Action item:
Would you please copy each line of the data in which the string "window" occurs?

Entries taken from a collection
____________

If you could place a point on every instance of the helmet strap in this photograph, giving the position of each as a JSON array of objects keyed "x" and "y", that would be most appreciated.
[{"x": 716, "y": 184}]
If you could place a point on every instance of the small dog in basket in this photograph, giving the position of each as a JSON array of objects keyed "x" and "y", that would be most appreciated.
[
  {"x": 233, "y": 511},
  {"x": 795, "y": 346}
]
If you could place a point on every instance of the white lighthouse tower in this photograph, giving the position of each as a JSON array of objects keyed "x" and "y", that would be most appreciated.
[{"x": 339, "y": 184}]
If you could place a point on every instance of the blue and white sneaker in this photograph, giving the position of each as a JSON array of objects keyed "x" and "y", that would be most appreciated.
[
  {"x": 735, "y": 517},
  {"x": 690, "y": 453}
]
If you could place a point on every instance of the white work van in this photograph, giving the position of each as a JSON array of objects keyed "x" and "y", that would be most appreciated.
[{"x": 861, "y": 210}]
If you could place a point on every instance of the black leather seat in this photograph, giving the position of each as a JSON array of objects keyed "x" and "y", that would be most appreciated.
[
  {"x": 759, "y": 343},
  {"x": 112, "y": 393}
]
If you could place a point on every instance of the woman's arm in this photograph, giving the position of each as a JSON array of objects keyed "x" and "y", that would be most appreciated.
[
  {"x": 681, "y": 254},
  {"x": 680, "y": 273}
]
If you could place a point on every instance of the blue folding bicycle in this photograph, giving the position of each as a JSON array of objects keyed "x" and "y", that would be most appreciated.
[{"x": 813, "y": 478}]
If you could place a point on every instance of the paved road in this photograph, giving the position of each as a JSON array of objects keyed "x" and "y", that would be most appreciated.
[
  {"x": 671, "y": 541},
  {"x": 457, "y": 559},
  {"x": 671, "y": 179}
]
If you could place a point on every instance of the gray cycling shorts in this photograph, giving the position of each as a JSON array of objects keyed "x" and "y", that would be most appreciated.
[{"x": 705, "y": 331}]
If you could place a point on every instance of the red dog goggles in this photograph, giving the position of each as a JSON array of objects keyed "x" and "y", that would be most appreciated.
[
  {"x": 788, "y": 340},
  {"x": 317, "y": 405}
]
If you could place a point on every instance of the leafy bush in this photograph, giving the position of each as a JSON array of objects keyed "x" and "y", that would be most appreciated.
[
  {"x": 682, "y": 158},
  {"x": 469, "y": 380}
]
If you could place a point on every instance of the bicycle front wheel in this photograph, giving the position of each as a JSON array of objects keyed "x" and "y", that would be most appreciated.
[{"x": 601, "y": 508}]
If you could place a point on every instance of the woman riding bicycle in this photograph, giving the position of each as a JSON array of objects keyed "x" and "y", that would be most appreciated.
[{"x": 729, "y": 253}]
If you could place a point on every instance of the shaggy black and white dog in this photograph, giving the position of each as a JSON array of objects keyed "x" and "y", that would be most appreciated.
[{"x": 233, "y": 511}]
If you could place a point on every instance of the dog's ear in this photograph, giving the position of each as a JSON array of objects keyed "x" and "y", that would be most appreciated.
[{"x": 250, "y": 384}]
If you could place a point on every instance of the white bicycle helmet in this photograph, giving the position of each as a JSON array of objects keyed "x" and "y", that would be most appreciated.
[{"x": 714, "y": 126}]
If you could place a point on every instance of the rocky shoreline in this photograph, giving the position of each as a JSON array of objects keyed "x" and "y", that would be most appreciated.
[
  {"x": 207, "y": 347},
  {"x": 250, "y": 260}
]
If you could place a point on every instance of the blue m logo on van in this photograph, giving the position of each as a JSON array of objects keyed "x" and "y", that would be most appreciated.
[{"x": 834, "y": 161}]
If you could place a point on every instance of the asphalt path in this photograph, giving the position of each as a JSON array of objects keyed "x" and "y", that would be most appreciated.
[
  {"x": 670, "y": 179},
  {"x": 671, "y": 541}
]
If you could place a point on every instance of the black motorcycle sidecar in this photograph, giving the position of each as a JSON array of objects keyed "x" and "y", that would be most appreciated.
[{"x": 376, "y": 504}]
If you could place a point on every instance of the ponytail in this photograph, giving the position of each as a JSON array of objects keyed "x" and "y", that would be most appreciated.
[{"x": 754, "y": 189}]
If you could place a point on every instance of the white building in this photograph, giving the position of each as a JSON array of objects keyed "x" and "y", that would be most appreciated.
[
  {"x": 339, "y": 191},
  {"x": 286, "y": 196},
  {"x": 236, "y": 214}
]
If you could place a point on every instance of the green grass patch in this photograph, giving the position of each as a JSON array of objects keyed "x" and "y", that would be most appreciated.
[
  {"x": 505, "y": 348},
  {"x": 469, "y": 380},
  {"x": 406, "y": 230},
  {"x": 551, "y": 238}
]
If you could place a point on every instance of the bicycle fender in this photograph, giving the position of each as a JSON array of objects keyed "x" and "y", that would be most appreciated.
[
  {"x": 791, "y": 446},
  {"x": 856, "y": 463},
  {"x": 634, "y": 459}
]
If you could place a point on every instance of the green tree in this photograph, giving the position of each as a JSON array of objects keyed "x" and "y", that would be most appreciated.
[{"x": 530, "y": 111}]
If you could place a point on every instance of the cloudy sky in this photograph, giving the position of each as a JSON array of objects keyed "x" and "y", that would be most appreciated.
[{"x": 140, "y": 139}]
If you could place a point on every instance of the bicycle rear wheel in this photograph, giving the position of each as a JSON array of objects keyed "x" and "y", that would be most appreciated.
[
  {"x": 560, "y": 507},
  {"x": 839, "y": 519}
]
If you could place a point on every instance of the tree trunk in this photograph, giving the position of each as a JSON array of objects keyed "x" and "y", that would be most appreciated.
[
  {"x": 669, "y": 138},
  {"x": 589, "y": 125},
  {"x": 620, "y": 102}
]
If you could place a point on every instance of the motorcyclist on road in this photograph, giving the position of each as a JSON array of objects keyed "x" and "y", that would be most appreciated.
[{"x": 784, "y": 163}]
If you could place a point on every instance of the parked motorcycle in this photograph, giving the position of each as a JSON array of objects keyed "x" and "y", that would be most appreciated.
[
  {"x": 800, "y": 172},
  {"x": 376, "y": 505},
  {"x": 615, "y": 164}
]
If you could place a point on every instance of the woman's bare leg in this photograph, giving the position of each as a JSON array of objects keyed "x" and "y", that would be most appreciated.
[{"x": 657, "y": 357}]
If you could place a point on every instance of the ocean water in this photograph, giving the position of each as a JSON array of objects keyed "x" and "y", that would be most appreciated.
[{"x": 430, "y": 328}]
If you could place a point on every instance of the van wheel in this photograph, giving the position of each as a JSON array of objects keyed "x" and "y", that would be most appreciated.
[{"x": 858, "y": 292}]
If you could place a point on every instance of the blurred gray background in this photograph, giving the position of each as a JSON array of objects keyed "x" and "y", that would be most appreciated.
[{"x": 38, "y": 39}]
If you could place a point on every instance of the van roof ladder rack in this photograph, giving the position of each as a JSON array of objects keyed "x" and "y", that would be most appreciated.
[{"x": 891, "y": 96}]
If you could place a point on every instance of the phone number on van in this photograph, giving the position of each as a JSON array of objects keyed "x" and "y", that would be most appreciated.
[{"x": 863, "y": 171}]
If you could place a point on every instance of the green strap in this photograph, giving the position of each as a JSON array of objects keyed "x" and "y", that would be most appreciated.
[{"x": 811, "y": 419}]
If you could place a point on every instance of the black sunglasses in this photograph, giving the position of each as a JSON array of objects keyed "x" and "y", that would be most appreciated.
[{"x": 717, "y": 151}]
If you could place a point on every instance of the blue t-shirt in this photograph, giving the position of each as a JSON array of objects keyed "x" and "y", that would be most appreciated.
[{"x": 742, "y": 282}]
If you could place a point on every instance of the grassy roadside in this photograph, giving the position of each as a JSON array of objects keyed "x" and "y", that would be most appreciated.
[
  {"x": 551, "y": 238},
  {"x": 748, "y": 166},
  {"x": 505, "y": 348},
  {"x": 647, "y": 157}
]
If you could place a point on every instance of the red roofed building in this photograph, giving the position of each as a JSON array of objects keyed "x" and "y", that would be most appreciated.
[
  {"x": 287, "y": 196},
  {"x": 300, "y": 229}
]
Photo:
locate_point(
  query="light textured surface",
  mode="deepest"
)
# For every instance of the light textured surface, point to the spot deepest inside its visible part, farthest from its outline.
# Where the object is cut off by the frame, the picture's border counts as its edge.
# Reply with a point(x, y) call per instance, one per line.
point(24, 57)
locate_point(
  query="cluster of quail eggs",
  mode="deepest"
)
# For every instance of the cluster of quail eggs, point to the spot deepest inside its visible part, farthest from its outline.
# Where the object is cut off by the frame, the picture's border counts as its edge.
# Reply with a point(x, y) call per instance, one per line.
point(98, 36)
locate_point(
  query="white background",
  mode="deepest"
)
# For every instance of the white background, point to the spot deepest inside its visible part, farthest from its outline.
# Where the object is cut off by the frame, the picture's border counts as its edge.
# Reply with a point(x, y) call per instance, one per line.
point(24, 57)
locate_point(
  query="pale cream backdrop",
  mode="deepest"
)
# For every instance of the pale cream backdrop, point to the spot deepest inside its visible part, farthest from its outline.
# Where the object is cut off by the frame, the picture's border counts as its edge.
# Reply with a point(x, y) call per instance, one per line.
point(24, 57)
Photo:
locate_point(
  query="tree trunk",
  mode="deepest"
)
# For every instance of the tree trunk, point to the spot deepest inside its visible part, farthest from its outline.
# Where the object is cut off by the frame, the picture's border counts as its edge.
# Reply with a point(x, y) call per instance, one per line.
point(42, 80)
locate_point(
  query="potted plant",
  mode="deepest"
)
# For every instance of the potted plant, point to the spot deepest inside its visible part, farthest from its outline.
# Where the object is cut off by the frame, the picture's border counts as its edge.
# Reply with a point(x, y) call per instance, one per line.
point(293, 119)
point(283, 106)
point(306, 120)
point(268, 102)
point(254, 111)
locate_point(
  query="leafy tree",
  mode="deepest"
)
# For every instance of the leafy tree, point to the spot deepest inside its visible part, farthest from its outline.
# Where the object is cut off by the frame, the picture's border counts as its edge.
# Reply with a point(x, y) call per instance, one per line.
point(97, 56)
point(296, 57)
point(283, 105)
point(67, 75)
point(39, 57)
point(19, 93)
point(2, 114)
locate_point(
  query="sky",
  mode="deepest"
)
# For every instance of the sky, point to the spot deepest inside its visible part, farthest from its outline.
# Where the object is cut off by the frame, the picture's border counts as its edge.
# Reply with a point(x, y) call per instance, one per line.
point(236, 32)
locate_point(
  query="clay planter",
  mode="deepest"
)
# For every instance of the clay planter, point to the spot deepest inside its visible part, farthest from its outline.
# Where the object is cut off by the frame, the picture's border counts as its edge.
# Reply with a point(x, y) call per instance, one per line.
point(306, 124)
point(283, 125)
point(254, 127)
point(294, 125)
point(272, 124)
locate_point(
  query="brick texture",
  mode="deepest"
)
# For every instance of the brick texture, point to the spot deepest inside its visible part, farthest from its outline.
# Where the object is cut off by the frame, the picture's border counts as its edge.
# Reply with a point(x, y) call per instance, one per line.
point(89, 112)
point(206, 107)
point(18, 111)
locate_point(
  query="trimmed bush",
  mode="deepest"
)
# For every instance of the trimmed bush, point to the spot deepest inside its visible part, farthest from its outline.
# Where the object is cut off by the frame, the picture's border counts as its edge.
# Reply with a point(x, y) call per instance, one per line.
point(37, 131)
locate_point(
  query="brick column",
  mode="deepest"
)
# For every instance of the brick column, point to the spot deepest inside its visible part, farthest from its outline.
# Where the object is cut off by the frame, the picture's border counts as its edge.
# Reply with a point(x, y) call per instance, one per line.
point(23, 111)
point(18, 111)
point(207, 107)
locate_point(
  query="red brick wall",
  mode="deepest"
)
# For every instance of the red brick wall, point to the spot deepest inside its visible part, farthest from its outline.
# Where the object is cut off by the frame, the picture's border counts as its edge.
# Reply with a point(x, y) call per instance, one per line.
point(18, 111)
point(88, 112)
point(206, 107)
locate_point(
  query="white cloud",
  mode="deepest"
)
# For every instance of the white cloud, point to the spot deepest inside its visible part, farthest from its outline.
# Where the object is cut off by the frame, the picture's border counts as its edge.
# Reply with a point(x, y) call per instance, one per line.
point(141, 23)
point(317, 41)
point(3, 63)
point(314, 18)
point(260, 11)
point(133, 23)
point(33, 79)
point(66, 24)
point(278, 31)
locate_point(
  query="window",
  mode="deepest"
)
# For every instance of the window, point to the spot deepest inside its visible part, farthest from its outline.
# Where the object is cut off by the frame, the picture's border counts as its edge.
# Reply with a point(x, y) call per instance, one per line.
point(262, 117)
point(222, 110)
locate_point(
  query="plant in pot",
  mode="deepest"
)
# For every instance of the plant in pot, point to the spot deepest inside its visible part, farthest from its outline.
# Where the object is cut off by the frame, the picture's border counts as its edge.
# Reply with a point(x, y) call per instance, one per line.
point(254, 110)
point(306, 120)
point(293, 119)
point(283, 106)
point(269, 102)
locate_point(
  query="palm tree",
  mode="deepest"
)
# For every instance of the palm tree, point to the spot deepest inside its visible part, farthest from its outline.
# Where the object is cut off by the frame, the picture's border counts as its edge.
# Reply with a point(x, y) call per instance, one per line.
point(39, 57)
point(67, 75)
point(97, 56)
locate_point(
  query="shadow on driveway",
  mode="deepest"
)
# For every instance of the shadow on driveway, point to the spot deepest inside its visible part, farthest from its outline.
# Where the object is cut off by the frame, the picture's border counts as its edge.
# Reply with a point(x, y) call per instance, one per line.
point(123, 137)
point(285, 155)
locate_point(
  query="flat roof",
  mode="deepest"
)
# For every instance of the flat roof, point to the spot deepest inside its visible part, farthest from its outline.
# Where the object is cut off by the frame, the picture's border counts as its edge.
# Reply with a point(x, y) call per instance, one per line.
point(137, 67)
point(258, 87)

____________

Written answer:
  query="window",
# For every instance of the window, point to the spot deepest inside its visible part, farthest from its outline.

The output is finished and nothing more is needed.